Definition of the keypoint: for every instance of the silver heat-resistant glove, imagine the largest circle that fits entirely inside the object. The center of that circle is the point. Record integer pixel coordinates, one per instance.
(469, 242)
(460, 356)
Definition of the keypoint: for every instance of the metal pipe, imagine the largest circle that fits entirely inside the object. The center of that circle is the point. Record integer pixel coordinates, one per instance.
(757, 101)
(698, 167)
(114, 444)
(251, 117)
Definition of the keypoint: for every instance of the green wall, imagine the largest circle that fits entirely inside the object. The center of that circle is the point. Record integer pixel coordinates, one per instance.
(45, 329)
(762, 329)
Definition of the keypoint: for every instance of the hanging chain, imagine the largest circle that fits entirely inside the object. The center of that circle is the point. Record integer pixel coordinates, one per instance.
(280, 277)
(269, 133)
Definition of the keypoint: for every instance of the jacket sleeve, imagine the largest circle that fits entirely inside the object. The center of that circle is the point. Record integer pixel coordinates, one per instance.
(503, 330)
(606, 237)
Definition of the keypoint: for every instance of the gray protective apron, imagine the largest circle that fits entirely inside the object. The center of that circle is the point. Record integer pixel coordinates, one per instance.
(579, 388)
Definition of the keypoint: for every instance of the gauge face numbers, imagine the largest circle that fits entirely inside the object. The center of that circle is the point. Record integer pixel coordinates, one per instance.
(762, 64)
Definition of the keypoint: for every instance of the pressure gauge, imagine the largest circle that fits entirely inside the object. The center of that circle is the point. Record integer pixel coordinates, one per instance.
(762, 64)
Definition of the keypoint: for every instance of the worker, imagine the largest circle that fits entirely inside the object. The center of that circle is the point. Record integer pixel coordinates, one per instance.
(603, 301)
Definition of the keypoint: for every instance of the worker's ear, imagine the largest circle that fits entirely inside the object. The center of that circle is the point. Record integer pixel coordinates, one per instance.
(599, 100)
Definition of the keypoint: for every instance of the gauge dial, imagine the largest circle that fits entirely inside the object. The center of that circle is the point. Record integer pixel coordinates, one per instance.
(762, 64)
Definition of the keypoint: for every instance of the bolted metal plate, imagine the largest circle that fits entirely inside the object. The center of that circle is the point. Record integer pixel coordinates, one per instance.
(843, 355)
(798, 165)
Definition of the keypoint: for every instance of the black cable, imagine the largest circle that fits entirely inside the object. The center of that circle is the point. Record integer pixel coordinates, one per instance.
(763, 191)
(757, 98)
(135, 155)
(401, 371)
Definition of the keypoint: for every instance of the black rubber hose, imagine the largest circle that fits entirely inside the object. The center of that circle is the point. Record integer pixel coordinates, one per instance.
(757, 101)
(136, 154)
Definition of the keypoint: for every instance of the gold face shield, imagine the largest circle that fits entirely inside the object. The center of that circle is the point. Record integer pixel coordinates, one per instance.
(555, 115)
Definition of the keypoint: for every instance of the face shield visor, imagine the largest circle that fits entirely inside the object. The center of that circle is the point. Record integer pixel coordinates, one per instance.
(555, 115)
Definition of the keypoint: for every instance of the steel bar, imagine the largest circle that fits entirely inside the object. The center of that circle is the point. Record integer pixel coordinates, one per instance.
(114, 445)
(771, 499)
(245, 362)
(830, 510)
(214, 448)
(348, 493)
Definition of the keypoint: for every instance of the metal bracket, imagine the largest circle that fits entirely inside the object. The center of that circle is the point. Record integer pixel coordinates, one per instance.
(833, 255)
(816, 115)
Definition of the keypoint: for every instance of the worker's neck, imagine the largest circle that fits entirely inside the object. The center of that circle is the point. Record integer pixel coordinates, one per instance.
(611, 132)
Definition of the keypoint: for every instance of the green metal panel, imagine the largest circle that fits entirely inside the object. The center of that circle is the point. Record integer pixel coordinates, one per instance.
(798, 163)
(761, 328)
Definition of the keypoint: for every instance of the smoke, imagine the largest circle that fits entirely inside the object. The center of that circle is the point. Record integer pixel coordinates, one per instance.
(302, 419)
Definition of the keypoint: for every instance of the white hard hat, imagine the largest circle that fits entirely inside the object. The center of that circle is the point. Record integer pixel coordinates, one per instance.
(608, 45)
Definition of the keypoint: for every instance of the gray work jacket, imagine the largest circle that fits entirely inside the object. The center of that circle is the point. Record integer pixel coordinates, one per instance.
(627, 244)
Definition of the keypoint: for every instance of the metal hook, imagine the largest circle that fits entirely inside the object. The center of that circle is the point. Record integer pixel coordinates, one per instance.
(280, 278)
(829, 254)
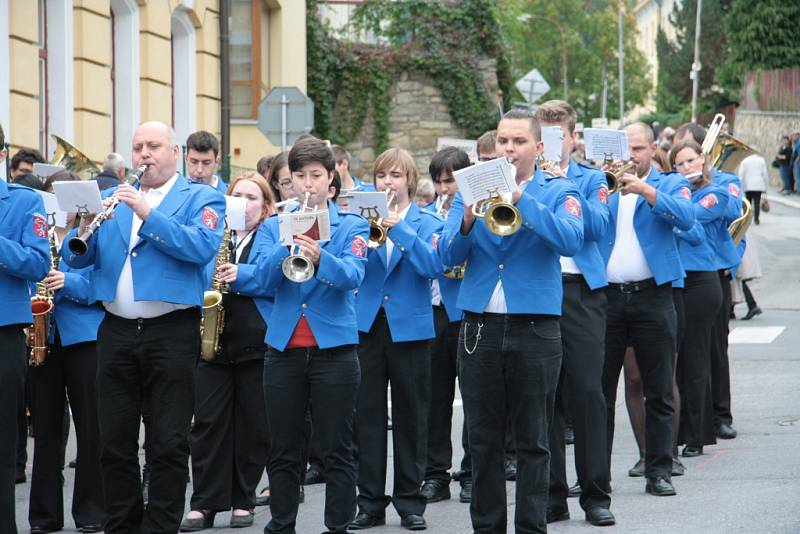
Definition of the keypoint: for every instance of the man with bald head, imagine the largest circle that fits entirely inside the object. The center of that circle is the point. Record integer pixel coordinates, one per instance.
(149, 262)
(641, 263)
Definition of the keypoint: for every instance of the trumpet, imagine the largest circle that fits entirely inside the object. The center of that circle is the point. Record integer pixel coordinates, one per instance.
(297, 267)
(79, 245)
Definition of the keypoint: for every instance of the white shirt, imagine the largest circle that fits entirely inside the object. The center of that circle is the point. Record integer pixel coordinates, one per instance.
(627, 262)
(124, 304)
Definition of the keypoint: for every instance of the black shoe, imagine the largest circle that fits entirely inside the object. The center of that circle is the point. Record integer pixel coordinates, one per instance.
(638, 469)
(364, 521)
(752, 312)
(574, 490)
(554, 515)
(600, 517)
(413, 522)
(435, 491)
(466, 492)
(659, 486)
(725, 431)
(511, 470)
(691, 452)
(314, 476)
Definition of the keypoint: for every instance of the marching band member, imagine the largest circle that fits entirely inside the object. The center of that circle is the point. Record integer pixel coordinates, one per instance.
(444, 350)
(312, 340)
(69, 371)
(510, 343)
(149, 263)
(395, 323)
(641, 263)
(229, 439)
(583, 325)
(24, 257)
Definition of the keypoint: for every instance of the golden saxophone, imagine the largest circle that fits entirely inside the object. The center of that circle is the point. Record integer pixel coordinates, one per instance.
(213, 321)
(41, 308)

• Problem details
Turn every line of the listing above into a numbered list, dropping any blank lines. Leave the pictures out of the output.

• Output of the task
1. Definition of the keypoint: for every instance of the silver heat-resistant glove, imagine the largest circle that fits entirely inside the object. The center of that circle is the point. Record integer pixel coordinates, one per instance.
2. (469, 242)
3. (460, 356)
4. Definition of the keypoint: for every instance of the metal pipe, imagine the largest circle that fits entirely inside the object. The center of that circle is the point. Record integer pixel coordinates, one per instance.
5. (757, 101)
6. (698, 167)
7. (114, 444)
8. (251, 117)
9. Definition of the keypoint: for every instance of the green wall, imagine the largest circle that fits entirely inside the object. The center of that circle is the point. Record integer pixel coordinates, one per instance.
10. (45, 329)
11. (762, 329)
12. Definition of the keypoint: for every instance of the hanging chain, imagine the largest circle that fits entirely inside the object. The center of that circle is the point. Record integer pixel coordinates, one per instance.
13. (280, 277)
14. (269, 133)
15. Definition of the keypoint: for every instance of the jacket sleeve, imagine the largest circle that fits entirely inside the object. The center of that circle is the point. Record integer pixel coordinates, one per instance.
16. (503, 330)
17. (606, 237)
18. Definition of the keypoint: for every instance of the gray protective apron, imagine the largest circle that fits entirely inside the object. The center of that circle is the point. Record integer pixel coordinates, one per instance.
19. (579, 388)
20. Definition of the keypoint: for every instance of the gauge face numbers, imagine the largest circle that fits entirely inside the object. The center of that circle is the point. Record integer pixel coordinates, one per instance.
21. (762, 64)
22. Definition of the keypoint: for every instance of the pressure gauge, imagine the largest circle that fits entirely inside the object. The center of that circle is the point. Record integer pixel coordinates, one per instance.
23. (762, 64)
24. Definition of the keypoint: for every instance of the worker, imagine the largest circle that fits entirely inside the object. The center of that circle is the point. Record integer pixel coordinates, one per instance.
25. (603, 301)
26. Definition of the keypoint: for every instance of the worker's ear, imagine the largest circle that fits entirely inside the object. The center of that circle is the point. Record integer pixel coordinates, one per instance.
27. (599, 100)
28. Definition of the keypoint: for every instance of the gauge dial, imagine the largest circle that fits entirely inside the object. The center of that circle is the point. Record integer pixel coordinates, one per instance.
29. (762, 64)
30. Definition of the keypoint: for every instance of the bolted metal plate, imagine the largest circle that fits entirely inside the object. The center of that circle is the point. Record integer pixel coordinates, one per instance.
31. (843, 355)
32. (798, 165)
33. Definition of the keypoint: for every instance of the black cable, imagine the largest circle that fits entirely inside the object. The center of that circle is the point. Record integer pixel coordinates, one per instance.
34. (763, 191)
35. (757, 98)
36. (135, 155)
37. (401, 371)
38. Definition of the keypoint: for every instance of the black rubber hose, imagine the largest circle that fits entirely inside the object. The center of that circle is the point. Record integer pixel coordinates, one per instance.
39. (757, 101)
40. (136, 154)
41. Definition of the keypoint: for every instance of the gold face shield, imagine the largest circle that fits entirely inside the object. The center of that circle is the point. Record integer pixel coordinates, one per instance.
42. (555, 115)
43. Definition of the keypoint: for every instance of the face shield visor, imagine the largest circle that fits entirely inside the object. The center of that circle is the point. Record integer pixel coordinates, one per instance.
44. (555, 115)
45. Definition of the keypoint: for every instance of the steel bar, imagine the largest circle that fits entirely inside the object. The center of that circle is the point. Record integer pixel coordinates, one per instance.
46. (114, 445)
47. (771, 499)
48. (245, 362)
49. (830, 510)
50. (214, 448)
51. (348, 493)
52. Definition of the keypoint: for every instance of the metal bracket, imagine the largest circle that fits entirely inside the object. The center of that circle is the point. Record integer pixel coordinates, one per instance.
53. (833, 255)
54. (816, 115)
55. Definition of the keypoint: for every instance of the worker's neck, imagine the largest circle that fits entirely inside the object. The center of that circle is the point. Record integer pixel coordinates, one per instance.
56. (611, 132)
57. Definition of the keypoint: for every instance of the green metal panel, imagine the largest circle that fits entirely inside the object. The center of that circle is the point. Record integer pixel coordinates, one per instance.
58. (798, 163)
59. (761, 328)
60. Definition of the keypoint: for every instance of the smoke, imagine the largest circle that fits entirely inside the object. The center of that circle is the point. Record integer pixel coordinates, one per instance.
61. (302, 419)
62. Definition of the keypoint: for every instance of the white hard hat, imagine the largest circle that fits entirely inside the object. The center of that circle is the point. Record integer pixel coordinates, one per instance.
63. (608, 45)
64. Definition of the keypoint: for every instance of the gray work jacket, imagine the largest circle that fits entirely inside the object. The center of that circle is the point. Record integer pixel coordinates, one per instance.
65. (627, 244)
66. Definition of the keypoint: for every instance of the metal hook, imagine the largest circle that fits entirely inside the object. The center of that circle is the point. Record integer pixel coordinates, one per instance.
67. (280, 278)
68. (829, 254)
69. Definition of the keypoint: for every instance of the man with bald head, imagine the largest circle that fits entirely inside the object. The center of that circle is the point. Record integer pixel coordinates, one per instance.
70. (149, 262)
71. (641, 263)
72. Definition of the keypoint: for every instance of the trumpet, imagine the largest circle that fits entirely inside the object. The center of that circle is the point. Record integer pixel coordinates, one per instance.
73. (297, 267)
74. (79, 245)
75. Definition of the keypoint: for every instance of the white shirt, imagine the largest circle that fits entirely inside the object. The center of that circle is the point. Record integer pixel coordinates, one per instance.
76. (627, 262)
77. (124, 304)
78. Definition of the keypoint: for every instance of the black shoe, imagine the largest circle that fits entirely inside the object. The center of that circle is the point. Record integer pixel coordinates, one per instance.
79. (638, 469)
80. (364, 521)
81. (752, 312)
82. (574, 490)
83. (554, 515)
84. (600, 517)
85. (413, 522)
86. (435, 491)
87. (466, 492)
88. (659, 486)
89. (725, 431)
90. (511, 470)
91. (691, 452)
92. (314, 476)
93. Definition of the keypoint: for every instance of the marching band member, imagine the largest circle that fits entirely inside the object. The center of that circle is the point. Record integer pixel coordinates, one per instance.
94. (444, 350)
95. (312, 340)
96. (69, 371)
97. (510, 343)
98. (149, 263)
99. (395, 323)
100. (641, 263)
101. (229, 439)
102. (583, 325)
103. (24, 257)
104. Definition of the keypoint: for every instance of the golden saxophone, imagine the largest circle that fits entirely inside the object. The center of that circle is the point. Record integer pixel coordinates, one per instance.
105. (213, 321)
106. (41, 308)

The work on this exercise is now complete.